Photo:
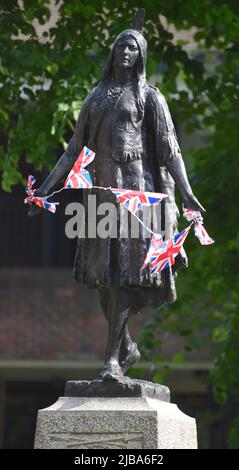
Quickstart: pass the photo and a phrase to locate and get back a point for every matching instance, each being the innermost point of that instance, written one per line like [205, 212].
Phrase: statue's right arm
[67, 160]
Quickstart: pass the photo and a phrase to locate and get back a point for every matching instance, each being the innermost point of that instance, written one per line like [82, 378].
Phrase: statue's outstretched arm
[67, 160]
[167, 149]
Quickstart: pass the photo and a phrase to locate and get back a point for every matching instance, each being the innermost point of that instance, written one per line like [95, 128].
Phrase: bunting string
[161, 254]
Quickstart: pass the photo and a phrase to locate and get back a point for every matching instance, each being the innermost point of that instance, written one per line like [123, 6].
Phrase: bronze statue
[127, 123]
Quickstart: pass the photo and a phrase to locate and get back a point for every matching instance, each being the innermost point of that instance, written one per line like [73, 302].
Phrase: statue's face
[126, 52]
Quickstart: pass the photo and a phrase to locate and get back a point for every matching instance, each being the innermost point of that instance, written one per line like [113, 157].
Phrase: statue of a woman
[128, 125]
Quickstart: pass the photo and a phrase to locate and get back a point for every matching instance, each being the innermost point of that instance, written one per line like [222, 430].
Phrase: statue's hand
[34, 209]
[191, 202]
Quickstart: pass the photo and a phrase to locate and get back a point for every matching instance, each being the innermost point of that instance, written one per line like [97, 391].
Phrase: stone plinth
[114, 423]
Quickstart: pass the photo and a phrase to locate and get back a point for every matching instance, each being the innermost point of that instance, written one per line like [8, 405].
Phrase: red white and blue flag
[39, 201]
[167, 251]
[79, 177]
[199, 229]
[134, 200]
[202, 234]
[156, 241]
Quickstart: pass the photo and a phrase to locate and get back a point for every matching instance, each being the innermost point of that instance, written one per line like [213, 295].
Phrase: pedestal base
[114, 423]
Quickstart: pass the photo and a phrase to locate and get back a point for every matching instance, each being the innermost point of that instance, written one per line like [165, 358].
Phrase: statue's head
[129, 50]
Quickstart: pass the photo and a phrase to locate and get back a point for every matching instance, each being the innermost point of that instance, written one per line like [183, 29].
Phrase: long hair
[139, 68]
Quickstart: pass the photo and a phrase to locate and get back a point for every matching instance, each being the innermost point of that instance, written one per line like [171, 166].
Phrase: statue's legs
[117, 316]
[129, 353]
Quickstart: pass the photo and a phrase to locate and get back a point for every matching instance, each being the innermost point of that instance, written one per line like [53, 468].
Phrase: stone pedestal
[99, 422]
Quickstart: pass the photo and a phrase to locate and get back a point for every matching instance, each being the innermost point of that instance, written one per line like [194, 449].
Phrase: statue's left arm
[167, 148]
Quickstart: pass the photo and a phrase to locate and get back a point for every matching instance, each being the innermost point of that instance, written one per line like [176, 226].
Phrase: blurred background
[51, 330]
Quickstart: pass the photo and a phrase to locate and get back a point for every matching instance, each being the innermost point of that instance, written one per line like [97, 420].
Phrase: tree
[43, 82]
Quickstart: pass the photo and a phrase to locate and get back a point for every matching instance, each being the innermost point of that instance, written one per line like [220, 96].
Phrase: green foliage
[43, 82]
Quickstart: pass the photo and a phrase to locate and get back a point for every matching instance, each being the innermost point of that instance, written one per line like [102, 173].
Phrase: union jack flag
[202, 234]
[167, 252]
[78, 176]
[199, 229]
[44, 204]
[39, 201]
[156, 241]
[134, 200]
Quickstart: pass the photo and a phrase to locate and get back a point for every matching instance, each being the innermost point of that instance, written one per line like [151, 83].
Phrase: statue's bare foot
[131, 356]
[111, 372]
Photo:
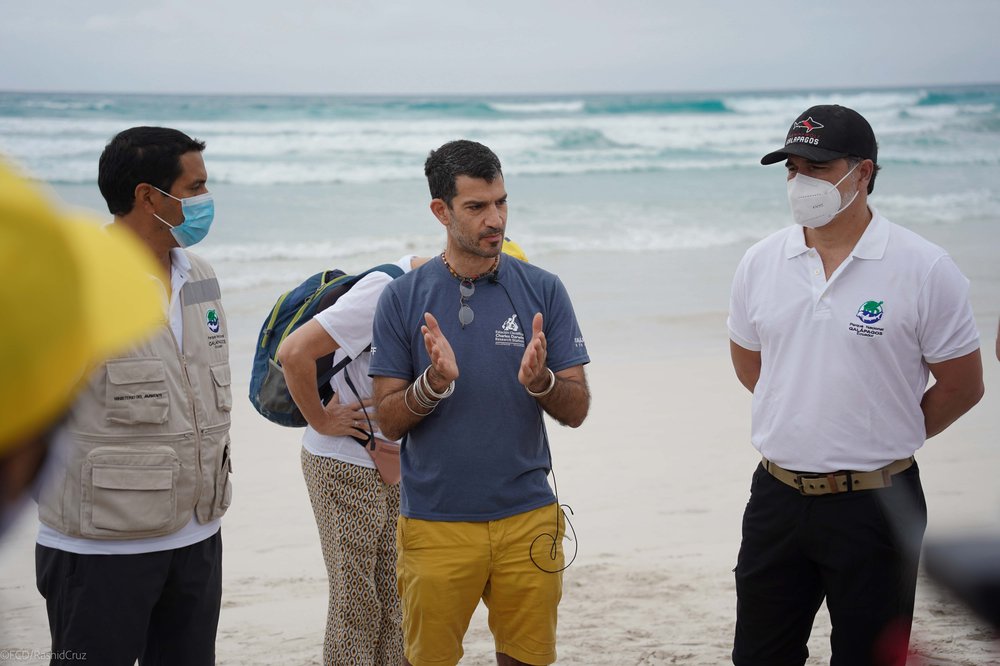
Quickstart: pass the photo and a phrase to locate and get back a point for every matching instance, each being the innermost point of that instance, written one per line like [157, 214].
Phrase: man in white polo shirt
[835, 324]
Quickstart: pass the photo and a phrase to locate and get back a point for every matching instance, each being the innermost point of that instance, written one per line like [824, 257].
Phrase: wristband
[413, 411]
[547, 390]
[429, 390]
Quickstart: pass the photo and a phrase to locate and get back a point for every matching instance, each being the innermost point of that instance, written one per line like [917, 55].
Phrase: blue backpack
[268, 390]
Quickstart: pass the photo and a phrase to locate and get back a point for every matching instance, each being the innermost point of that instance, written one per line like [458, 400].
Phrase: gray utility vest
[151, 431]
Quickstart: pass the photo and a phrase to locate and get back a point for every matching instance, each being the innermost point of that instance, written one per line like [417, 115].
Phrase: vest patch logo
[212, 321]
[870, 312]
[509, 334]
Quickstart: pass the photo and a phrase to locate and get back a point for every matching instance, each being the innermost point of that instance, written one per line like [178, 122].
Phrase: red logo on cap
[808, 125]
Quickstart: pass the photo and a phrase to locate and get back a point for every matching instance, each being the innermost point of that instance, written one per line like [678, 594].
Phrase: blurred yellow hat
[513, 249]
[71, 294]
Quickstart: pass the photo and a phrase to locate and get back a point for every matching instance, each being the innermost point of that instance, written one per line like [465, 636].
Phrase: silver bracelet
[548, 389]
[420, 397]
[413, 411]
[430, 392]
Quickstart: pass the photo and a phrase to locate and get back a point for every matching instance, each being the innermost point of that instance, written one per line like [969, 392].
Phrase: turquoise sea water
[643, 203]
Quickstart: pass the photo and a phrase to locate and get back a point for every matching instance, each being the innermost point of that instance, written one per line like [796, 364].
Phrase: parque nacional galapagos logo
[870, 312]
[808, 125]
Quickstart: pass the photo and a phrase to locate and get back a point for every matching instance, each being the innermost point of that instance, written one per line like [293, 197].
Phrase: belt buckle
[830, 487]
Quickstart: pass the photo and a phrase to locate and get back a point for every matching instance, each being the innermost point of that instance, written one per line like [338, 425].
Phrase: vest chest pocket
[137, 391]
[222, 379]
[129, 492]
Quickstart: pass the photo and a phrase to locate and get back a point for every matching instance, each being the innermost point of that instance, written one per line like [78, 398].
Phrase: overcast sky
[513, 46]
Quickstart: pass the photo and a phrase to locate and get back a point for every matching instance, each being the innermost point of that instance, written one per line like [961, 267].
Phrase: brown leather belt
[837, 482]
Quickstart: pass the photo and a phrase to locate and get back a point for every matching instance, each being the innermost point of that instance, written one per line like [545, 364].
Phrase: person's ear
[440, 210]
[144, 197]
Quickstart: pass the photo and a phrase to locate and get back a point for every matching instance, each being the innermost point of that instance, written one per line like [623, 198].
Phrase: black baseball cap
[827, 132]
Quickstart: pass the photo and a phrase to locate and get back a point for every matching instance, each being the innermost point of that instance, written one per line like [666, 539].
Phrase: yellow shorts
[445, 568]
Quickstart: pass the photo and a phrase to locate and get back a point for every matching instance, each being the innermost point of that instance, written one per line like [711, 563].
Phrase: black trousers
[859, 550]
[159, 608]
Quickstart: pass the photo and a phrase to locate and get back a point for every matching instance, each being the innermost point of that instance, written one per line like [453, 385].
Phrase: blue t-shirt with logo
[482, 454]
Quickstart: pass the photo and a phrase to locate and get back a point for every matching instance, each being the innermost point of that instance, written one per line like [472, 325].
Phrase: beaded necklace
[472, 278]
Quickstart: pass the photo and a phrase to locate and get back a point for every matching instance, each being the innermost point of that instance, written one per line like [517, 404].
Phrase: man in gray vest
[129, 554]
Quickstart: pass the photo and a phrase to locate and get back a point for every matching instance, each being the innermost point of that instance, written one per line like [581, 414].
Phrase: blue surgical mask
[198, 212]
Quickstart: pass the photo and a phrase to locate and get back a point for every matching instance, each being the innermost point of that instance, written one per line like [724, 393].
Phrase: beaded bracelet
[548, 389]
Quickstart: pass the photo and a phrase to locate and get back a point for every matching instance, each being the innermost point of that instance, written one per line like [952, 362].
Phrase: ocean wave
[569, 106]
[782, 104]
[950, 208]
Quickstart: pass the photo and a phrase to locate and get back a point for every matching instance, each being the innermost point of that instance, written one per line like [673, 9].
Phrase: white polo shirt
[349, 323]
[844, 360]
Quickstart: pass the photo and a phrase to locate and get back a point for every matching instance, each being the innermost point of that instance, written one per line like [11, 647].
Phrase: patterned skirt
[356, 515]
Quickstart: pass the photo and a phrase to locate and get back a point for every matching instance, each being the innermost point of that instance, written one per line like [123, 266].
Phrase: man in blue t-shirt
[468, 351]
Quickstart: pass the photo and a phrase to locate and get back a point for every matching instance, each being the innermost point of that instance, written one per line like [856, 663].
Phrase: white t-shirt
[349, 323]
[844, 360]
[193, 532]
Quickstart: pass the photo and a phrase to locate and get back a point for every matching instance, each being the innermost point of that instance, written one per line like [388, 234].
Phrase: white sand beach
[657, 479]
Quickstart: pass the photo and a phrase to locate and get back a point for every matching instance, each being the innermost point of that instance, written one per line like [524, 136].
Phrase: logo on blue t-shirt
[509, 334]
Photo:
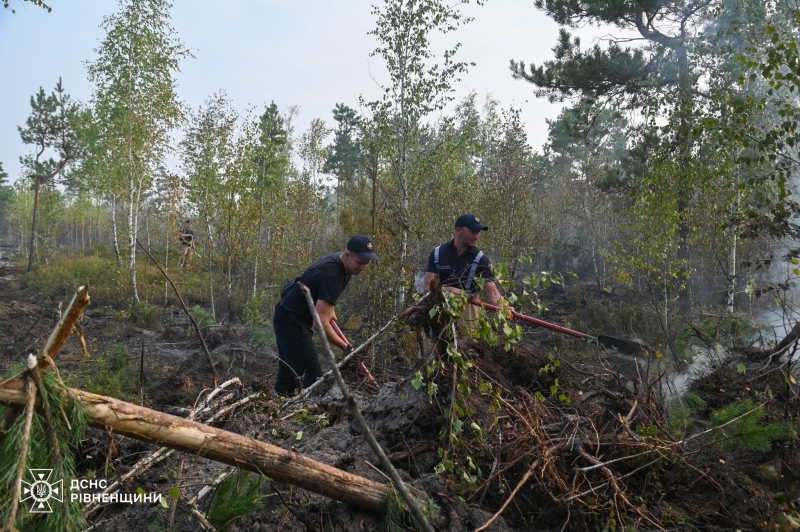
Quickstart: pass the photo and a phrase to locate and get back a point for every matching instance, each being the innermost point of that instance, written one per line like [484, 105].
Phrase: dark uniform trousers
[297, 351]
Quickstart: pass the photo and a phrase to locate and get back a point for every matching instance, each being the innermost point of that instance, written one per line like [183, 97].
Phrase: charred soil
[569, 443]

→ What to work on
Your copy should hold exactly the lines from the one with "Phrase: white t-shirt" through the end of the records, both included, and no pictures.

→ Response area
Phrase: white t-shirt
[349, 323]
[844, 360]
[193, 532]
Quickstart: pass the photo and a phrase to locate and get back a point for every matching instance, each being the innermost point of that instance, written one per line like [388, 234].
Phrase: white sand beach
[657, 479]
Quickstart: pass the photo and a phrase to locate and get back a point for every matching instance, each being the innermost point of that instance, written one per line like [524, 136].
Phrase: logo on blue t-shirt
[509, 334]
Photo:
Quickstart: pass the photo and a phrase to locate and get back a point for every matching instance, each being the innermost point of that instance, written one per line like [484, 105].
Phrase: dark uniform trousers
[297, 351]
Quickstart: pass the photo and a phrase to locate and get back a point for every matching instance, each being the innermost point of that instance, written one per line like [183, 97].
Phrase: charred soil
[569, 443]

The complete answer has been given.